[START Document passage]

In this connection, the Committee would alert the Commission to the fact that the Recommendation of 25 May 1994 does not refer to the possibility of changing legal status from incorporated company to a partnership. This omission needs to be rectified, all the more so since the two-way change of status is considered in the Communication on the transfer of businesses of 23 July 1994.

2.3.6. The Commission ought, therefore, to look at the possibility of setting a ceiling at national level on the tax rate applied to industrial and commercial revenues, making no distinction between different legal types of firms. Other approaches, taking into account differences between national systems and policies, could be considered, such as tax treatment similar to that applied to investments in capital.

2.3.7. With a view to improving the financing situation of SMEs and encouraging them to achieve self-financing, Member States should exchange information on the problem of double taxation of income which arises when, first of all, a company's profits are taxed at a proportional rate and secondly, its distributed profits are taxed at progressive income tax rates. Information should also be exchanged on the double taxation of wealth. In this context, the Committee would urge the Commission to press ahead with its endeavours to reach decisions on double taxation.

2.4.

Fiscal treatment of venture capital

2.4.1. In discussing this part of the Communication, the question to be addressed is the suitability of venture capital for SMEs as a whole. In this connection, reference should be made to the Committee's Opinion on the Communication from the Commission on the financial problems experienced by small- and medium-sized enterprises of 6 July 1994 ().

On the one hand, it should be kept in mind that the overwhelming majority of EU SMEs employ fewer than ten workers. This fact, whilst in no way detracting from their ability to create jobs, raises the question, particularly in the light of the nature and scope of their activities, as to how far this form of finance is really suitable for them, especially if they lack the status of incorporated businesses.

[END Document passage]

**Aim**
Write out every calendar date mentioned in the document passage, in the order they appear. The listing that follows is separate material and has no connection to the document passage.

[START Recorded data]

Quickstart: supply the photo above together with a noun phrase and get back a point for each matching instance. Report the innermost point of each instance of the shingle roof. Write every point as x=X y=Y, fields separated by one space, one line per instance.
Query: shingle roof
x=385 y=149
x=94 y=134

[END Recorded data]

**Final result**
25 May 1994
23 July 1994
6 July 1994